-- DATASET ENTRIES start --

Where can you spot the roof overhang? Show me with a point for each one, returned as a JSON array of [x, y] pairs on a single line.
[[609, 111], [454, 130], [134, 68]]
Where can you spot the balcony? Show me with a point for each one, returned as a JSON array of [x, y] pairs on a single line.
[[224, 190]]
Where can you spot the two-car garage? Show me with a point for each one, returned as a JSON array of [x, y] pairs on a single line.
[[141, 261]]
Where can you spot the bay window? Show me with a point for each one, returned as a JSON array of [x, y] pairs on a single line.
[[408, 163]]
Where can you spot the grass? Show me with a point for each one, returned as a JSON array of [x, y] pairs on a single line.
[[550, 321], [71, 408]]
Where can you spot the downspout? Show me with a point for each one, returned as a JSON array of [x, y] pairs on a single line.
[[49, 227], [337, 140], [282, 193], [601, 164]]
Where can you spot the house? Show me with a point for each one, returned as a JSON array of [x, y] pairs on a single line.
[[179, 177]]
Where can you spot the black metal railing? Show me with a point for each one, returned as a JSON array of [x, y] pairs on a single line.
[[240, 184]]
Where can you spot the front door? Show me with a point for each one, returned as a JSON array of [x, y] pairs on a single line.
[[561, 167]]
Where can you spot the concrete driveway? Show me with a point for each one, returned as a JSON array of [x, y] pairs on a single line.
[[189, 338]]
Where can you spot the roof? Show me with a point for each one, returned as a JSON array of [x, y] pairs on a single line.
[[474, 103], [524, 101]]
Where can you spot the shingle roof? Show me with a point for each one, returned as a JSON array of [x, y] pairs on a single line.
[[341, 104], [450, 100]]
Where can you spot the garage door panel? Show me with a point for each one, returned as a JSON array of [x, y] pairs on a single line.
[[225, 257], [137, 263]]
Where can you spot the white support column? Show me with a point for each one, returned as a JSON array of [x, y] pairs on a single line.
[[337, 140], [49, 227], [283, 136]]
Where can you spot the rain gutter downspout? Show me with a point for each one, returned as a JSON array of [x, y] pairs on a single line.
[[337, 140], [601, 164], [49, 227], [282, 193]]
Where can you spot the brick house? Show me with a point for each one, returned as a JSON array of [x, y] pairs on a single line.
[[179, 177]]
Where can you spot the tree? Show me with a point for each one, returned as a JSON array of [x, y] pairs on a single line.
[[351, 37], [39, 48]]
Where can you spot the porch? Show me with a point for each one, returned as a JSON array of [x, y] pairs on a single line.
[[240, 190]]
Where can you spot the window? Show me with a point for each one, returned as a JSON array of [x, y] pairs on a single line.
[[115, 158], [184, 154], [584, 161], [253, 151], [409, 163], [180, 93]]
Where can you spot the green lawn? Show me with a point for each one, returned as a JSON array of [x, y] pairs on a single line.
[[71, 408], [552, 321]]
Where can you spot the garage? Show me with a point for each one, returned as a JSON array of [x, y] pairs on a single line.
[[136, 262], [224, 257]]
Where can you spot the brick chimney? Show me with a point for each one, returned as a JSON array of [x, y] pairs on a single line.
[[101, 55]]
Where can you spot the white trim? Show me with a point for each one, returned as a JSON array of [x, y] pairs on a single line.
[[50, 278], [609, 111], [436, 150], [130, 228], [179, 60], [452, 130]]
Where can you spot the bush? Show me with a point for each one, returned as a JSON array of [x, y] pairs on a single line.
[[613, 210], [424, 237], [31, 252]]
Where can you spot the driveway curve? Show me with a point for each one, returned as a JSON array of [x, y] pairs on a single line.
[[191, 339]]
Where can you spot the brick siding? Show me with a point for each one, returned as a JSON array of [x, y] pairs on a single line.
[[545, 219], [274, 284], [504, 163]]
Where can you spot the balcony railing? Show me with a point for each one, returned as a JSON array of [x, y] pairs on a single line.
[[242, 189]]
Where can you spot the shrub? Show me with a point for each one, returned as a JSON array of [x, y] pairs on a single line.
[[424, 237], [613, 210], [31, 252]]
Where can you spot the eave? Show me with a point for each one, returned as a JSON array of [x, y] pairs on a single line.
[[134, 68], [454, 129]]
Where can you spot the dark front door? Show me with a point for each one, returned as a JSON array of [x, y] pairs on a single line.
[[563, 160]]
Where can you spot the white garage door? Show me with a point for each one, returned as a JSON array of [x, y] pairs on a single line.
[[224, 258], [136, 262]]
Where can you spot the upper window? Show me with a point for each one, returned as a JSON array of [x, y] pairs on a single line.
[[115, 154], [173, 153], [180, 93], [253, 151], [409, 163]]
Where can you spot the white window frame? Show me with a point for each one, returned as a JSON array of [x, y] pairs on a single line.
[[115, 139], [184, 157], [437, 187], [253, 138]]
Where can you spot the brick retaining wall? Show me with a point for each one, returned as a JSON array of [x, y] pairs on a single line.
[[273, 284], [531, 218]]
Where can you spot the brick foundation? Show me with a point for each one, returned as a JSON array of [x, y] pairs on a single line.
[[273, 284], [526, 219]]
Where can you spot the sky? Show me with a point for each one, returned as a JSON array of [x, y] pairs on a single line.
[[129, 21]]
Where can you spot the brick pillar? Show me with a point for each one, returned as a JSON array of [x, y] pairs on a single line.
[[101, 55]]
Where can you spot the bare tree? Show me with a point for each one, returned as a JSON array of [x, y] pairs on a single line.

-- DATASET ENTRIES end --

SET PROBLEM:
Rewrite all of the material above as a numbered list, one line per item, and leave out any blank lines.

ANSWER TO THE TASK:
1. Where can you spot the roof overhang? Show me with a point for each one, returned as a JSON array of [x, y] pairs on a single line.
2. [[609, 111], [454, 130], [134, 68]]
3. Where can you spot the balcony? Show me with a point for each one, returned as a JSON array of [x, y] pairs on a single line.
4. [[224, 190]]
5. Where can you spot the two-car garage? Show me with a point for each one, returned as a JSON array of [x, y] pairs on a single line.
6. [[141, 261]]
7. Where can you spot the bay window? Show me with a point for each one, returned as a JSON array of [x, y] pairs on a single line.
8. [[408, 163]]
9. Where can you spot the grass? Show me with a point for each one, returned as a JSON array of [x, y] pairs on a single line.
10. [[550, 321], [71, 408]]
11. Where can you spot the downspout? Show me with a point for each one, returned as a JSON array of [x, y] pairs on a single line.
12. [[49, 227], [337, 140], [282, 193], [601, 164]]
13. Where can you spot the house? Show me with a point for each one, returned as a JSON array of [x, y] pairs on a single line.
14. [[179, 177]]
15. Where can you spot the black metal railing? Show me with a point for each one, returned as a JSON array of [x, y] pairs on a single line.
16. [[240, 184]]
17. Where can you spot the front door? Show me with a point for each one, returned as a JSON array of [x, y] pairs on a single line.
18. [[561, 167]]
19. Where can you spot the concrete driveway? Show me with a point for each one, returned as a JSON array of [x, y] pairs on a single line.
20. [[189, 338]]
21. Where can you spot the roof? Show me with a point for each one, returned as a JSON array of [x, y] pairs on a single line.
22. [[474, 103], [524, 101]]
23. Where can you spot the shingle roof? Show me with a point for each one, returned as a JSON array of [x, y] pairs on a single line.
24. [[341, 104], [450, 100]]
25. Where can you spot the garage door panel? Show me with a point for each one, returned as a JSON array of [x, y] pairs on a single line.
26. [[225, 257], [137, 263]]
27. Where can you spot the white support column? Show me with a point for each one, returned as a JSON array of [x, y] pairs on a single line.
28. [[337, 140], [49, 227], [283, 136]]
29. Where can you spot the rain gutter downspout? Show me with a point for each one, returned as a JSON array of [x, y] pairs on a single line.
30. [[337, 140], [601, 164], [49, 227], [282, 193]]
31. Where can you spot the brick house? Show me with a point for each one, returned as a JSON array of [x, y] pairs on a single line.
32. [[179, 177]]
33. Where can you spot the tree? Show me with a point for each one, returned as a JSON array of [x, y] pairs on a single line.
34. [[351, 37], [39, 48]]
35. Where can you spot the porch? Show me with a point for each one, returned as a JSON array of [x, y] pairs on a single line.
36. [[240, 190]]
37. Where can you spot the window? Show me with a point for each one, returned as a JSON array of [x, y] pairs on a single line.
38. [[115, 158], [184, 154], [584, 161], [253, 151], [409, 163], [180, 93]]
39. Where can you spot the green lawn? Show me with a point for each one, returned as a JSON array of [x, y] pairs on a single line.
40. [[71, 408], [552, 321]]
41. Where can you spot the garage? Show me with a point for each one, returned as a JSON array of [x, y] pairs on a single line.
42. [[136, 262], [224, 257]]
43. Where can you spot the brick chimney? Show me with a point for each one, returned as a JSON array of [x, y] pairs on a single line.
44. [[101, 55]]
45. Where can you spot the white trim? Show me with a point for each one, returned as a JSON array of [x, y] pairs on a single line.
46. [[50, 278], [609, 111], [436, 150], [130, 228], [179, 60], [452, 130]]
47. Where can you spot the bush? Show me with a point for each one, returned as a JSON array of [x, y] pairs on a single line.
48. [[613, 210], [424, 237], [31, 252]]
49. Where can you spot the driveway curve? Show me with a point for each one, returned as a JSON array of [x, y] pairs on a single line.
50. [[191, 339]]
51. Where can you spot the brick siding? Show me with a point for each one, returned as a JSON array of [x, y] pairs on a single line.
52. [[545, 219], [274, 284], [504, 163]]
53. Where can you spot the balcony railing? Show me with a point for each one, returned as a JSON array of [x, y] pairs on a single line.
54. [[242, 189]]
55. Where can you spot the shrub? Show me with a point for each one, returned as a JSON array of [x, y] pairs on a single line.
56. [[424, 237], [613, 210], [31, 252]]
57. Where can you spot the eave? Show me with a point for each one, returned as a JSON array of [x, y] pairs on a single line.
58. [[134, 68], [454, 129]]
59. Where can you spot the dark front door? Show me with a point for each one, returned as a JSON array of [x, y] pairs on a single line.
60. [[563, 160]]
61. Where can you spot the white garage door? Show me with a point for each one, returned as a JSON array of [x, y] pairs on a single line.
62. [[224, 258], [136, 262]]
63. Where can you spot the upper window? Show me with a point for each one, returned as a JSON array of [x, y] pairs on a single line.
64. [[115, 154], [173, 153], [180, 93], [253, 151], [409, 163]]
65. Where can you spot the white window frame? Show me with a point for each one, returned as a JSON array of [x, y] pairs on a single line.
66. [[115, 139], [184, 157], [437, 187], [253, 138]]
67. Where can you spot the brick retaining wall? Show me with a point for each one, returned as a JSON array of [x, y] pairs on a single line.
68. [[273, 284], [531, 218]]
69. Where can you spot the brick foundation? Show me with a point for each one, returned as a JSON array of [x, y] pairs on a single line.
70. [[273, 284], [526, 219]]
71. Where can you spot the sky? Show me with a point for each one, returned as a JSON array of [x, y] pairs on a single line.
72. [[129, 21]]
73. Where can you spot the brick pillar? Show me with a point for each one, returned as a JSON array of [x, y] pairs on a single line.
74. [[101, 55]]
75. Where can you spot the bare tree? Show me with a point for each one, returned as a JSON array of [x, y] pairs on a single line.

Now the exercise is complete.